◆ Goal
Extract, word for word, each line from the line holding "Reviewer check: make sure each instance of the blue ocean" through the end of the records. Omit every picture.

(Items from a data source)
____________________

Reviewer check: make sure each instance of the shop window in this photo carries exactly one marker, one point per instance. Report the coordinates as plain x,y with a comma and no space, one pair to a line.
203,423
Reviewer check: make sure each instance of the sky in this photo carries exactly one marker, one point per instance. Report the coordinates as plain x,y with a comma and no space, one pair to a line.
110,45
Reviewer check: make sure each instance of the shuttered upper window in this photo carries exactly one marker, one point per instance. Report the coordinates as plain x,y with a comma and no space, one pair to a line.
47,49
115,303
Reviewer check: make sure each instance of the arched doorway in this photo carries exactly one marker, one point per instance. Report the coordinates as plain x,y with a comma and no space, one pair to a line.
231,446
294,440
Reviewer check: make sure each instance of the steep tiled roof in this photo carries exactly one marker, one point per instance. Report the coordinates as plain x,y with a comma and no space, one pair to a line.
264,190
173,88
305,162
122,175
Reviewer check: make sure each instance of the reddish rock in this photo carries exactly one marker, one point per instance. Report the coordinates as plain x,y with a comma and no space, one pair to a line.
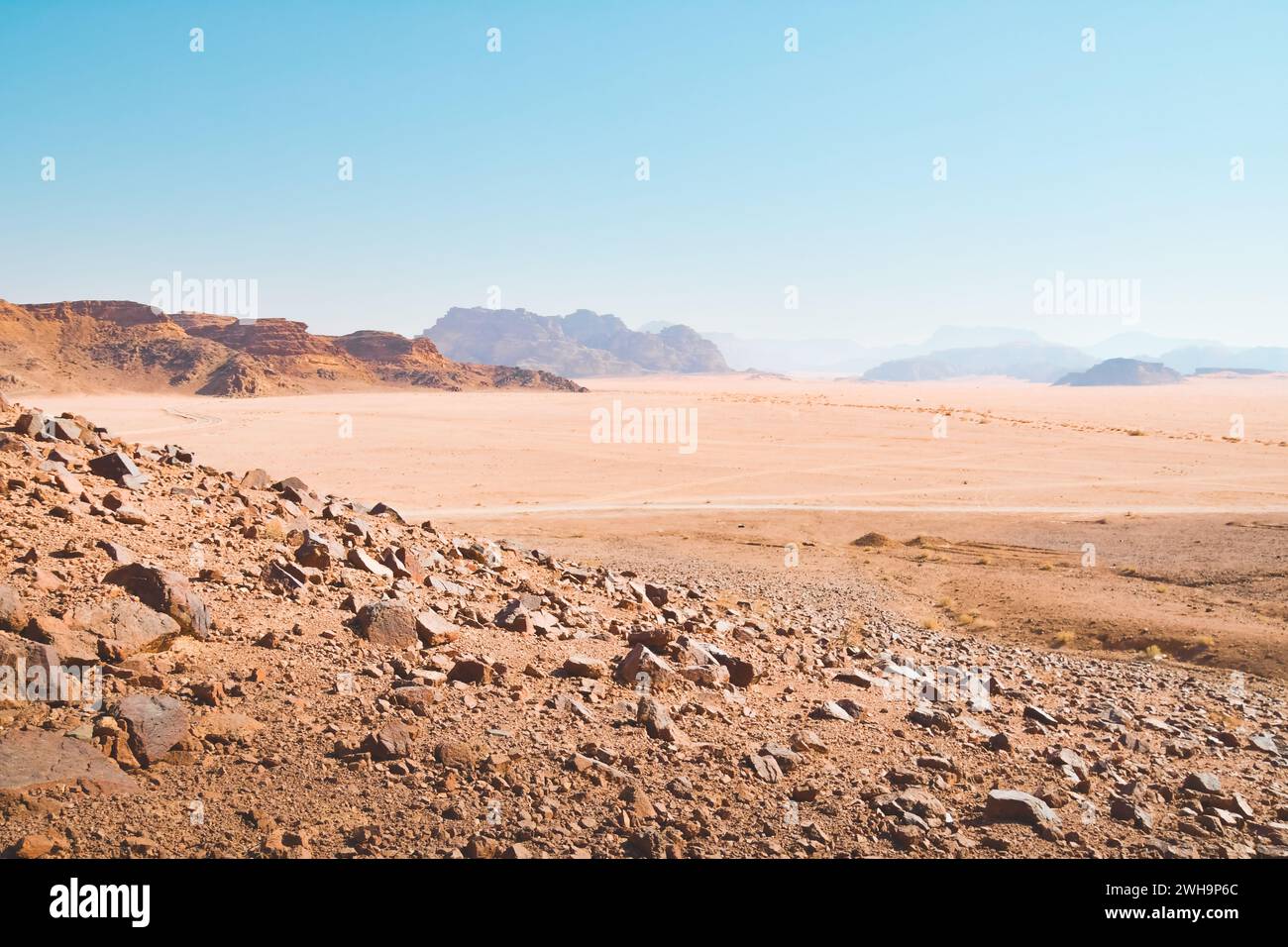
386,624
44,759
155,724
166,591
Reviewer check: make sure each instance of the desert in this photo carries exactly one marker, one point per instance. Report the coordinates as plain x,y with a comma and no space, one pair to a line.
858,620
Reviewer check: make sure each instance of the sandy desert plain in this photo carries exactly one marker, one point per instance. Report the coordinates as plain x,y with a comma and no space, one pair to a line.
1125,521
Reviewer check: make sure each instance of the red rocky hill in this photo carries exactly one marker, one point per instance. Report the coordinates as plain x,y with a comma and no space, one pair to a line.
86,346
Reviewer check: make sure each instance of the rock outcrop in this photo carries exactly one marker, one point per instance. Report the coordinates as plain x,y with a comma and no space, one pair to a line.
124,346
580,344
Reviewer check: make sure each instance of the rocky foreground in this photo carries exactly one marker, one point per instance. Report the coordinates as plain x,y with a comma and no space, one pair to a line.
286,673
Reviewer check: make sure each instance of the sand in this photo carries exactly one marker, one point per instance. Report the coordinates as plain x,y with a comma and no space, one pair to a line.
1186,523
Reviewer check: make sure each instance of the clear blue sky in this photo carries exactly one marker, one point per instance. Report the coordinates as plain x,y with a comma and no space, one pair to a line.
768,167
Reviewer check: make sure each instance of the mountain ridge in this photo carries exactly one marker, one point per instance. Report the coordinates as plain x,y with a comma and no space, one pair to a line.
130,346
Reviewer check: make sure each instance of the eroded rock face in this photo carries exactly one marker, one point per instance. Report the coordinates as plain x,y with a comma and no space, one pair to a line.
580,344
166,591
387,624
155,724
40,759
130,346
494,699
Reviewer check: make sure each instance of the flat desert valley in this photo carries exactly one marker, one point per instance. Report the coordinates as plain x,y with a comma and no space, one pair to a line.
1133,522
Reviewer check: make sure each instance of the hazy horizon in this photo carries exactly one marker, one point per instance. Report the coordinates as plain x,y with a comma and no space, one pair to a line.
902,169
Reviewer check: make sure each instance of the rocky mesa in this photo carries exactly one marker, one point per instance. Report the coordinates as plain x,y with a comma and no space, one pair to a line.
581,344
121,346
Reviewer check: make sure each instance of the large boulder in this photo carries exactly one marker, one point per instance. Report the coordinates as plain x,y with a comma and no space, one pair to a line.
124,628
166,591
44,759
13,612
155,724
387,624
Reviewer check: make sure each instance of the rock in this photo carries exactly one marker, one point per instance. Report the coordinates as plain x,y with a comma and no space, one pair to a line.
116,552
765,767
155,724
130,515
417,698
1043,718
318,552
35,847
44,759
165,591
1126,810
657,720
390,742
124,628
436,630
831,710
583,667
1261,741
31,424
73,647
256,479
227,728
1203,783
361,561
119,467
64,429
13,613
644,671
460,754
386,624
472,672
1012,805
68,483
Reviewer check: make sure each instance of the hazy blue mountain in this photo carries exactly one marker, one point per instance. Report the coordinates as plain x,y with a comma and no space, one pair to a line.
1124,371
1021,360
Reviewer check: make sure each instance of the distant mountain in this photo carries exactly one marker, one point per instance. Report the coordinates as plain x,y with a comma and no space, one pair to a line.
580,344
1142,346
123,346
785,355
1189,360
1124,371
1031,361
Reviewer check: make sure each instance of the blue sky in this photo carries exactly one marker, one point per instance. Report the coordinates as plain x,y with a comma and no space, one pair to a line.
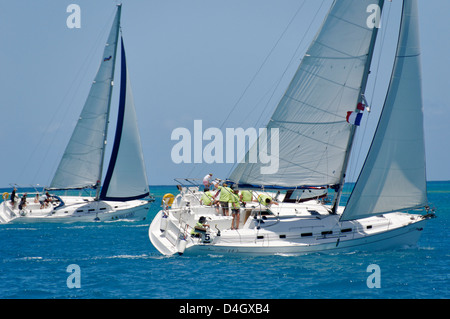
218,61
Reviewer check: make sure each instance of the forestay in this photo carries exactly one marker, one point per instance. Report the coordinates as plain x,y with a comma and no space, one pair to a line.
393,176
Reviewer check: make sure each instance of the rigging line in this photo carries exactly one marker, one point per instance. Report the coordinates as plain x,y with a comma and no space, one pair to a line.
375,82
255,75
284,72
290,61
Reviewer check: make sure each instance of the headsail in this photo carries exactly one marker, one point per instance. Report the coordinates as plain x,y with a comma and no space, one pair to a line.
393,176
311,116
126,178
82,162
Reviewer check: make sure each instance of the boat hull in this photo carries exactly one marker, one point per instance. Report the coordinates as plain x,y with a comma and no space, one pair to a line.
404,237
405,231
76,209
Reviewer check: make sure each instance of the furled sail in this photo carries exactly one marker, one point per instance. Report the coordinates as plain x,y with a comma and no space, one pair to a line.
81,164
393,176
126,178
311,116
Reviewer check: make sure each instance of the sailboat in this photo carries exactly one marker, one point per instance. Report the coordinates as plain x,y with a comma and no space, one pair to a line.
125,191
388,206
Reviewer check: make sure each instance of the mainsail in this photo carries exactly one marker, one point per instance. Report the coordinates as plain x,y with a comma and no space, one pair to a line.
82,162
394,176
126,178
311,116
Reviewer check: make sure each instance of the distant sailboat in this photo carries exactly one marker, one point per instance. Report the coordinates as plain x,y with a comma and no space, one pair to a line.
315,141
125,191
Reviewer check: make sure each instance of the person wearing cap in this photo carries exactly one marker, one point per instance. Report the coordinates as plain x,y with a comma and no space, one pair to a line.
207,197
266,200
206,180
200,225
224,198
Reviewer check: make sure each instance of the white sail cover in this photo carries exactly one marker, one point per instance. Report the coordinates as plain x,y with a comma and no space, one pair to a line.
126,178
393,176
82,161
311,116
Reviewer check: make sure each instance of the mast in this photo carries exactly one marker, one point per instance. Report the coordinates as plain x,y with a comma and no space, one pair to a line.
366,73
105,131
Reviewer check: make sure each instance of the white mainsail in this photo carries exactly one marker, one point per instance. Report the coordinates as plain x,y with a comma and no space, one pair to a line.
311,116
394,176
82,162
126,177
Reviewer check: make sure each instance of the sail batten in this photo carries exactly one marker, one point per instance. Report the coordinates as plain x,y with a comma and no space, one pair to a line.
393,177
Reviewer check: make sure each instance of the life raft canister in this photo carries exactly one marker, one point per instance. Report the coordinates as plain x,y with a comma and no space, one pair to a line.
163,224
168,200
181,244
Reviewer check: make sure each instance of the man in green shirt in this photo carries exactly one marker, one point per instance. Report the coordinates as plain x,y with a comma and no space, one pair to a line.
235,209
207,197
224,198
266,200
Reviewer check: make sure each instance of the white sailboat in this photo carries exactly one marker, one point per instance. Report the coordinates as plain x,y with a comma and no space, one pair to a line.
125,191
388,206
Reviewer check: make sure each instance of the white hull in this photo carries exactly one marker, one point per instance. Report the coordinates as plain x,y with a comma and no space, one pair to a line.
75,209
292,229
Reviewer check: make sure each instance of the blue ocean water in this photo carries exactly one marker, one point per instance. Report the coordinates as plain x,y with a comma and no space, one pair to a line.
117,260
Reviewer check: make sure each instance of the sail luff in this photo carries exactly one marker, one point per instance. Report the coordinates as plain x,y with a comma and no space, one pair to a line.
393,177
126,177
81,163
118,14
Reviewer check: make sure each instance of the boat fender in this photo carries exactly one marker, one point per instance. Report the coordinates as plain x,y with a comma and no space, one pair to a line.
181,245
168,200
163,224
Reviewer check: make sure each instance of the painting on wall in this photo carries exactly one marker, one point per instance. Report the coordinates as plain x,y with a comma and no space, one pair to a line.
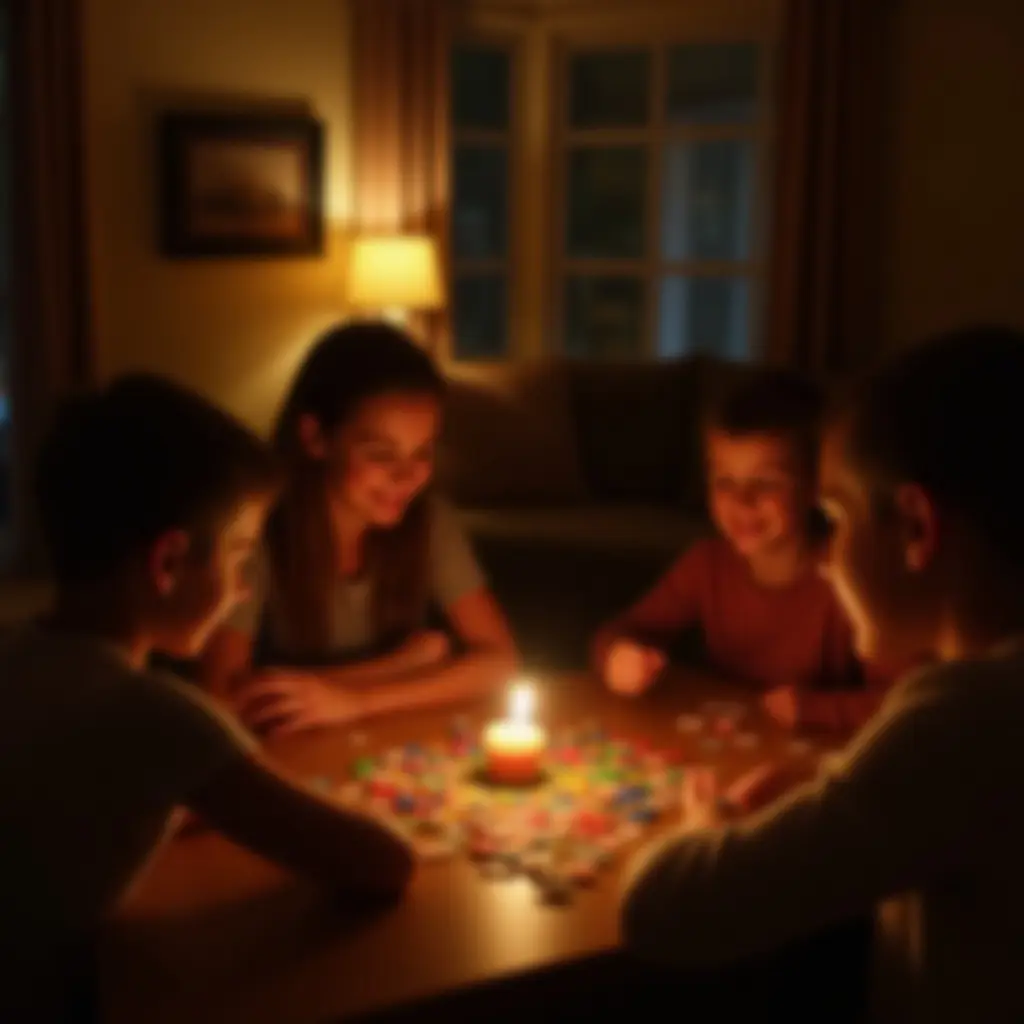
241,185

____________________

◆ Complete output
Reviewer check: make sure each instance of the blue ocean water in this photo carries exactly one marker, one point per instance. Report the coordinates as plain x,y with a comma and no space, one pair to a line.
117,260
Reviewer check: make sure each instance of the sail luff in this photo carries exactly one marker, one point per instance. Report the coordinates as plain x,y with a comma and no space, one pair to a line.
393,177
126,177
81,163
118,14
Reviewer check: make sure each instance of the boat fender in this photo carries exactly one marker, one point per instance. Report the coordinates as plain x,y with a comma and no space, one pair to a line.
181,245
168,200
163,224
Reviewer check: make sure each instance of the painting on wall in this photo carries exactly one marker, one point per instance. Report the coordinates as plain x,y with a comma and no space, one pair to a line.
241,185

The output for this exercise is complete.